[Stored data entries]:

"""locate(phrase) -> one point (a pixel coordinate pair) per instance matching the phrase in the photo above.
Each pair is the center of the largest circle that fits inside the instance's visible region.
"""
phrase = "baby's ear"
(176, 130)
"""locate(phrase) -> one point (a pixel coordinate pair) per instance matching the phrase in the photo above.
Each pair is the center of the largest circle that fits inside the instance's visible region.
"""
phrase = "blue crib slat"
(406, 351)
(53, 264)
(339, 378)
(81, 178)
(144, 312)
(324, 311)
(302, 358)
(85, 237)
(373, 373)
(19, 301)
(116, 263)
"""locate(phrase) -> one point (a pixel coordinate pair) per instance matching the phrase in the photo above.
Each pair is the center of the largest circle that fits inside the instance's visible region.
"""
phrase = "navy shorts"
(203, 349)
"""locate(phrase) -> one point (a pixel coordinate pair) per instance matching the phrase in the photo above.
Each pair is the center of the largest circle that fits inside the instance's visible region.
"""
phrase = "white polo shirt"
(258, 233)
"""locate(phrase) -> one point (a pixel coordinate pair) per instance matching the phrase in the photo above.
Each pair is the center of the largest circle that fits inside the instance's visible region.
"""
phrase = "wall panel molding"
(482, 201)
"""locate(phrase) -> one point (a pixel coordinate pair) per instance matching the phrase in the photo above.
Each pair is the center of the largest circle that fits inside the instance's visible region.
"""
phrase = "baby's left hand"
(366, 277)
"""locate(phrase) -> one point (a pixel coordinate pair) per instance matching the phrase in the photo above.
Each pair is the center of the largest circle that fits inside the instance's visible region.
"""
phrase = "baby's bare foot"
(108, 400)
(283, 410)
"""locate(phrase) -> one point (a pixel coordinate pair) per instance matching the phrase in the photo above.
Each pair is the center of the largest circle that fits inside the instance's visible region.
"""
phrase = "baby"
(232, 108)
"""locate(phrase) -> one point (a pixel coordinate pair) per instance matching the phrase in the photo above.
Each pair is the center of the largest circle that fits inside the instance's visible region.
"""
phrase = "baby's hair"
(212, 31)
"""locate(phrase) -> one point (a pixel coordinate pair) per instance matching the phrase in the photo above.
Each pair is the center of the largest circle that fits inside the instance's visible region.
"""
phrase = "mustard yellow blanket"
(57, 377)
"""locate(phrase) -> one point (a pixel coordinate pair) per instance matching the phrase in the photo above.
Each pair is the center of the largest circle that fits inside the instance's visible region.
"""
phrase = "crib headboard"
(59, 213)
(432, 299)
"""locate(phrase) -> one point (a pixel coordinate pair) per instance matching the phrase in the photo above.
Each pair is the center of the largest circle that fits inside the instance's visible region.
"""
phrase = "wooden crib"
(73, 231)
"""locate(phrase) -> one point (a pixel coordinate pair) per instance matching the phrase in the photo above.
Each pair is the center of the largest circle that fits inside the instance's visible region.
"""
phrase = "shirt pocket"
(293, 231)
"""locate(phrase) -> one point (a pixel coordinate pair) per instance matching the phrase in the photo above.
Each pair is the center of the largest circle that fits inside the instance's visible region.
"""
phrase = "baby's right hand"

[What is needed]:
Top to bottom, the records above must be output exactly.

[Response to the exercise]:
"""locate(phrase) -> one point (a pixel coordinate pair) per instance matching the phrase in the photo above.
Each pair is the center of the largest circle that fits inside the instance's visible region.
"""
phrase = "baby's ear"
(176, 130)
"""locate(phrase) -> one point (a pixel coordinate pair) per instance matching the phrase in the photo above.
Each pair is the center of the largest circle that fits inside the instance's visible region.
"""
phrase = "blue crib slat"
(406, 351)
(53, 264)
(339, 378)
(81, 178)
(144, 312)
(324, 311)
(302, 358)
(85, 237)
(373, 373)
(19, 301)
(116, 263)
"""locate(phrase) -> one point (a pixel coordinate pair) per instance matching the phrase in the photo above.
Each pair is the center of the largest circle that fits inside the instance's visible region.
"""
phrase = "navy shorts"
(203, 349)
"""locate(phrase) -> one point (a pixel coordinate pair) per instance matching the phrase in the photo above.
Each pair is the center of the largest circle that fits inside the instance's visible region.
"""
phrase = "white polo shirt"
(258, 233)
"""locate(phrase) -> one point (a pixel coordinate pair) per instance matching the phrase in the photo above.
Each pair is the center of the largest circle that fits inside the instance's visible region.
"""
phrase = "wall panel molding"
(482, 201)
"""locate(phrase) -> one point (a pixel coordinate pair) per instance matching the phrase in the photo above.
Each pair is the center of the largest circle that fits inside the instance's visible region.
"""
phrase = "baby's left hand"
(366, 277)
"""locate(phrase) -> one point (a pixel coordinate pair) per instance matching the phrase in the photo above.
Each pair is the center of the largest circle that fits inside the instance's visible region.
"""
phrase = "baby's bare foot"
(108, 400)
(283, 410)
"""locate(phrase) -> one point (a pixel coordinate pair) per instance matching the phrase in the photo above.
Each pair is the center of the largest circle that fits inside the instance's visible region.
"""
phrase = "baby"
(232, 108)
"""locate(phrase) -> one point (a pixel coordinate pair) per instance matching the phrase in the photo above.
Each pair is the center of the largest circle that fits inside the instance's visible region.
"""
phrase = "baby's hair"
(212, 31)
"""locate(phrase) -> one point (a pixel coordinate pair) per instance matching the phrase in the photo above.
Each pair is the center of the largest circle that fits inside the instance's visible region.
"""
phrase = "mustard yellow blanket"
(57, 377)
"""locate(phrase) -> one point (a pixel coordinate pair) per instance matching the phrase in the photo above.
Each pair is the center of the largest circle that fits inside the instance's visible region.
"""
phrase = "crib headboard"
(59, 213)
(432, 299)
"""locate(phrase) -> one point (a pixel coordinate pair) per instance matching the phrase in the photo above.
Each pair is the center of the largest circle that fits inside the instance's visible region.
"""
phrase = "wooden crib"
(73, 231)
"""locate(phrase) -> one point (a pixel coordinate pair) per instance matching the phrase in the photo above.
Each pair is the center of the largest circle that fits inside the instance's visible region.
"""
phrase = "shirt pocket"
(293, 231)
"""locate(phrase) -> one point (a pixel coordinate pair) per instance matching the phrase in the photo above.
Each pair is the center of the largest circle that fits inside the instance's visible region.
"""
phrase = "baby's right hand"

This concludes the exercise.